• _TASK TO COMPLETE_
Your answer must match the entries below word for word.

[Items listed in a dataset]
[Start of Attachment]
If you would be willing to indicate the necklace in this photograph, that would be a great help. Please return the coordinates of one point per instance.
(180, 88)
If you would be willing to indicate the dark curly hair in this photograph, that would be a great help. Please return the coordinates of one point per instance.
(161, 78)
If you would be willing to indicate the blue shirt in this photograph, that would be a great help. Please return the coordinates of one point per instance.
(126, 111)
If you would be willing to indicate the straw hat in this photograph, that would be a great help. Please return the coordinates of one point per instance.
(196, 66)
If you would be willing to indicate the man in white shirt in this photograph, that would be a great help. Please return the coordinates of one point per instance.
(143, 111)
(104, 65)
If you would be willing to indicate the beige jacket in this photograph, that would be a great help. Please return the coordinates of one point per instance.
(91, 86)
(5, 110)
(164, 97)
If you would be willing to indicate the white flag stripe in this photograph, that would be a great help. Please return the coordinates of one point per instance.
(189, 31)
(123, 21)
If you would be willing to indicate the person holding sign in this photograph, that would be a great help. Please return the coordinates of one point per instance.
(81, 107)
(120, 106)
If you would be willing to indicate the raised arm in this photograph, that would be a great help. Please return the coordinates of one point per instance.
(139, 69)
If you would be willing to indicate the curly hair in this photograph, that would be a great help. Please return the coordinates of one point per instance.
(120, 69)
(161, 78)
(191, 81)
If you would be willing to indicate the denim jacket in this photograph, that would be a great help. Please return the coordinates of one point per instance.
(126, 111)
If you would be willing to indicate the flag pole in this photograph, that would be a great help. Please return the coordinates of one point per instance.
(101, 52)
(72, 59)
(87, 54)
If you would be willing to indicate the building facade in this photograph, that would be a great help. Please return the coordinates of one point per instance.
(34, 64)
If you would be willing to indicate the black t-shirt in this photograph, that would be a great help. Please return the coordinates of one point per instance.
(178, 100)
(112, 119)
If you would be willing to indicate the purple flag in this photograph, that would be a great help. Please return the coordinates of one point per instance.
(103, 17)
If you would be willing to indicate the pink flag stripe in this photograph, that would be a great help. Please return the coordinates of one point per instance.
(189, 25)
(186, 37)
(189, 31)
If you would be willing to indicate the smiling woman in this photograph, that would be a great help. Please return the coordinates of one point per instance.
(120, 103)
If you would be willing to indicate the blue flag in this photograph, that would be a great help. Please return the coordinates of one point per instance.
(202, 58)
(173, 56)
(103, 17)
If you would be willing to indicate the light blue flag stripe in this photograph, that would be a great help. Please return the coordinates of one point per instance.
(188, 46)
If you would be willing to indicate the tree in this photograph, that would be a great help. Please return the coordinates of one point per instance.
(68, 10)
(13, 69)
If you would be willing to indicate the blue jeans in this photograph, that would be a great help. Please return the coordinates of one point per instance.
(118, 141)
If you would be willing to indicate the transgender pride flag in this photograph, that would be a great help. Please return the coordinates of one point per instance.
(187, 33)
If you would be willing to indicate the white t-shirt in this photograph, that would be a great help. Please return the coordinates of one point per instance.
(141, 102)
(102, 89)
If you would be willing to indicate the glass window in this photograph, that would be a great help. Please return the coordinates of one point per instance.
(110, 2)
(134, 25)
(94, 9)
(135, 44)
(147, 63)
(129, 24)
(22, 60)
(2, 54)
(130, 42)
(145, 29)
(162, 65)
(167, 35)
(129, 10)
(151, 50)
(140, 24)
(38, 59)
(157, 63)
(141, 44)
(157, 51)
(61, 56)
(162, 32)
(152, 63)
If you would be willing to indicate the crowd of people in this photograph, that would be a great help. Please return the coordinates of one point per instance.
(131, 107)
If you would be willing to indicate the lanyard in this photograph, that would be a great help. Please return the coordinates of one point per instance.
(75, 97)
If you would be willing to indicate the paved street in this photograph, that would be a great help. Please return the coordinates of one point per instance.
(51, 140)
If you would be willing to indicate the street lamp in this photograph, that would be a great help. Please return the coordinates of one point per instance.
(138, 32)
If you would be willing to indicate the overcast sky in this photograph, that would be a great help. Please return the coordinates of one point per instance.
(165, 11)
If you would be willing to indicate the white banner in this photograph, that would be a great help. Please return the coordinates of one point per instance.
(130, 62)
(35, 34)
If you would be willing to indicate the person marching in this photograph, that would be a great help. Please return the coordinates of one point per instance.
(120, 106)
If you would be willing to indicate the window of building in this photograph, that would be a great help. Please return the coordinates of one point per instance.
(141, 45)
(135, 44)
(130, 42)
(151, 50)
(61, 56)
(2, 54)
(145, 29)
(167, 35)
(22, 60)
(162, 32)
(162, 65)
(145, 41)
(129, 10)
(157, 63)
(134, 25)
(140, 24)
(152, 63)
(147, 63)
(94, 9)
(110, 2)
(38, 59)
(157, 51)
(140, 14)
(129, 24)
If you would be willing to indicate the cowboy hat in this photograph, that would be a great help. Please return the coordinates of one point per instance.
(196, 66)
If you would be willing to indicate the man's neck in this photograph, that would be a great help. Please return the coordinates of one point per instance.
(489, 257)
[End of Attachment]
• _RESPONSE TO THE TASK_
If you would be willing to indicate the necklace in this photograph, that would be a great help. Please return the coordinates of one point per instance.
(180, 88)
If you would be willing to indicate the dark curly hair in this photograph, that would be a great help. Please return the coordinates of one point per instance.
(161, 78)
If you would be willing to indicate the blue shirt in this photograph, that would be a great help. Please return the coordinates of one point per instance.
(126, 111)
If you would be willing to indicate the straw hat in this photograph, that would be a great help. Please return the coordinates of one point per instance.
(196, 66)
If you would be willing to indicate the man in white shirt in this photograph, that would be a great help. Please return the coordinates of one point per instance.
(143, 111)
(104, 65)
If you would be willing to indicate the beige jacket in this photograph, that would be a great help. Please return the coordinates of one point per instance.
(91, 86)
(5, 110)
(164, 97)
If you would be willing to indicate the white flag stripe in this photograph, that would be a great help. Please return the coordinates of one point per instance.
(189, 31)
(123, 21)
If you would be willing to indicate the person holding sign in this photograph, that would be a great help. Please return the coordinates of one point per instance.
(81, 107)
(120, 106)
If you would be willing to indicate the raised arm in this photograph, that would be a great help. Please return the coordinates of one point per instance.
(139, 69)
If you would be willing to indicate the curly hair in this photograph, that would be a great help. Please return the coordinates of one point per instance.
(120, 69)
(161, 78)
(191, 81)
If you would be willing to indicate the denim jacket in this photograph, that would be a great help. Please return the coordinates of one point per instance.
(126, 111)
If you would be willing to indicate the flag pole in this photograph, that would be a great help. Please return the coordinates of one point per instance.
(101, 52)
(72, 59)
(87, 54)
If you would be willing to indicate the building facade in this photograph, that would be a great help. Please return the coordinates of one point per instance.
(34, 64)
If you would be willing to indicate the black t-shirt in this photograph, that would be a great help. Please return the coordinates of one point per instance.
(178, 100)
(112, 119)
If you would be willing to indicate the purple flag in this photograph, that would be a great help. Please return the coordinates of one point per instance.
(103, 17)
If you would be willing to indicate the pink flag stripe in this photograph, that would be a great help. Please return the coordinates of one point per instance.
(189, 25)
(186, 37)
(189, 31)
If you would be willing to indicate the smiling woman in this photograph, that would be a great help. Please return the coordinates of one point per instance.
(120, 103)
If you would be willing to indicate the blue flag in this photograph, that would be a great help. Please return the coordinates of one point per instance.
(202, 58)
(173, 56)
(103, 17)
If you would be willing to indicate the light blue flag stripe in this photograph, that would be a great help. Please return the coordinates of one point per instance.
(188, 46)
If you would be willing to indicate the tree in this photograph, that would be a great help. Please return the coordinates of one point per instance.
(68, 10)
(13, 69)
If you would be willing to indicate the blue jeans in this photograph, that would be a great help. Please return the coordinates of one point per instance.
(118, 141)
If you would be willing to indicate the transgender pride flag in this photograph, that would be a great help. Please return the coordinates of one point per instance.
(187, 33)
If you would be willing to indicate the white t-shirt in this photograph, that would be a great help. Please return the coordinates of one point per instance.
(141, 102)
(102, 89)
If you would be willing to indicate the glass window in this photograph, that would be a great help. Please return the coordinates of one point per instance.
(110, 2)
(134, 25)
(94, 9)
(135, 44)
(147, 63)
(129, 24)
(22, 60)
(2, 54)
(130, 42)
(145, 29)
(162, 65)
(167, 35)
(129, 10)
(151, 50)
(140, 24)
(38, 59)
(157, 63)
(141, 44)
(157, 51)
(61, 56)
(162, 32)
(152, 63)
If you would be willing to indicate the crowd of people in this photograph, that would be a great help. Please return the coordinates of one point per instance.
(131, 107)
If you would be willing to indicate the lanyard in this photograph, that would be a great help. Please return the coordinates of one point per instance.
(75, 97)
If you would be willing to indicate the paved street in this photograph, that would be a great help. Please return the coordinates of one point per instance.
(51, 140)
If you would be willing to indicate the street lamp in this photograph, that would be a great help. Please return the coordinates of one point per instance.
(138, 32)
If you would be willing to indicate the overcast sky in this photograph, that would be a great help. Please return the coordinates of one point per instance.
(165, 11)
If you would be willing to indicate the white banner in this photograph, that would be a great help. Please return the coordinates of one point per instance.
(130, 62)
(35, 34)
If you would be willing to indicate the person marching in this photograph, that would be a great help. Please return the coordinates of one point per instance.
(120, 106)
If you would be willing to indicate the window of building in this photograph, that would be a great help. Please return the coordinates of one point per instance.
(141, 45)
(135, 44)
(130, 42)
(151, 50)
(61, 56)
(2, 54)
(145, 29)
(167, 35)
(22, 60)
(162, 32)
(162, 65)
(145, 41)
(129, 10)
(157, 63)
(134, 25)
(140, 24)
(152, 63)
(147, 63)
(94, 9)
(110, 2)
(38, 59)
(157, 51)
(140, 14)
(129, 24)
If you would be willing to indicate the cowboy hat in this photograph, that would be a great help. Please return the coordinates of one point per instance.
(196, 66)
If you would be willing to indicate the man's neck in this photograph, that would be a great help. Please return the coordinates of one point per instance.
(489, 257)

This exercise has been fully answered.